WHAT THIS TASK INVOLVES
Quote the material below word for word, leaving out the pictures.

PROVIDED DATA

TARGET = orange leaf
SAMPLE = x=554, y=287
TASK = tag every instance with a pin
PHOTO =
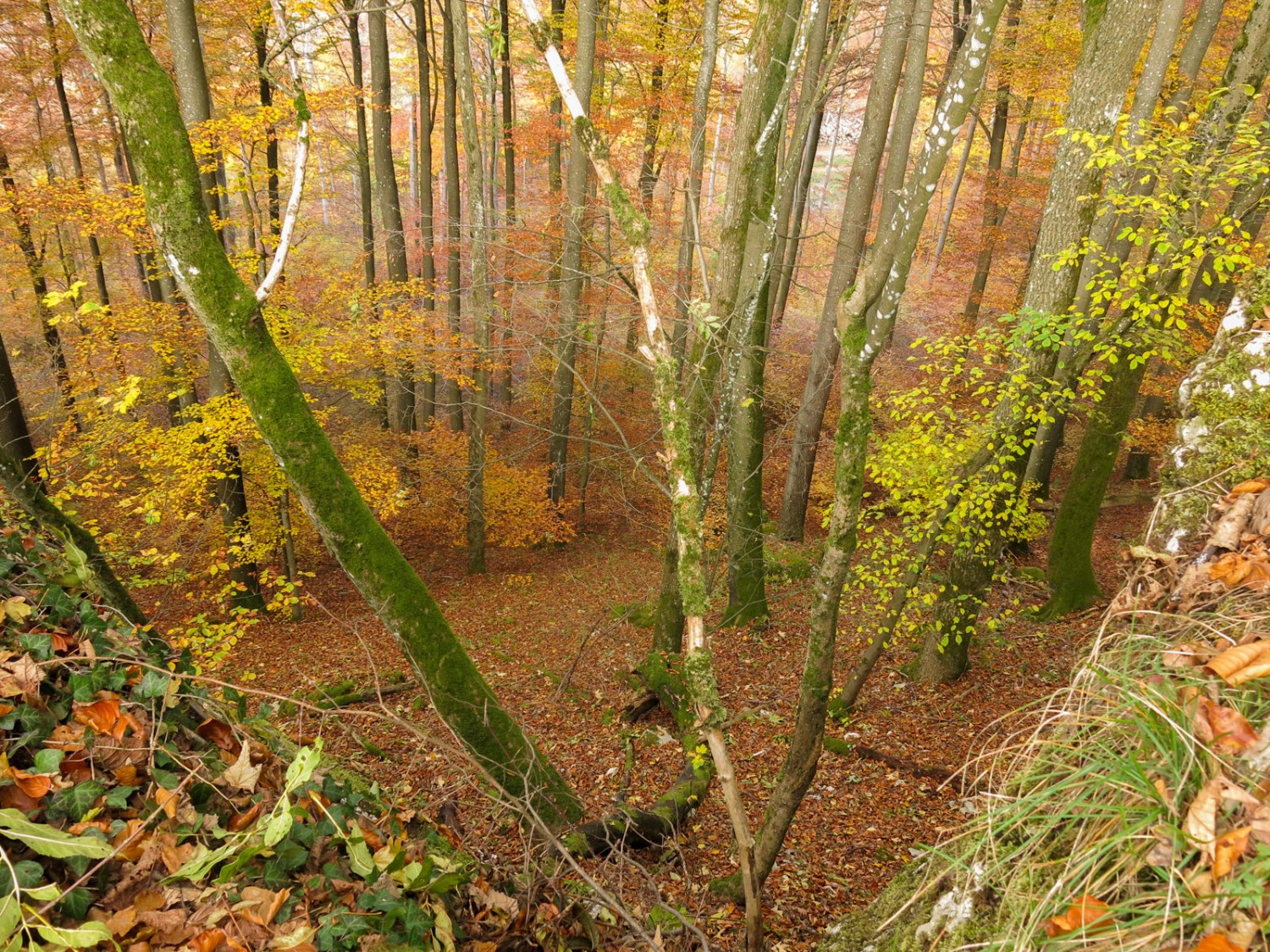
x=220, y=734
x=1227, y=850
x=33, y=784
x=1085, y=913
x=1241, y=663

RESULT FOR THIS TASK
TARGET = orange leaf
SAMPLE = x=554, y=287
TASK = tag every instance with a pin
PHOTO =
x=220, y=734
x=1227, y=850
x=33, y=784
x=1085, y=913
x=1241, y=663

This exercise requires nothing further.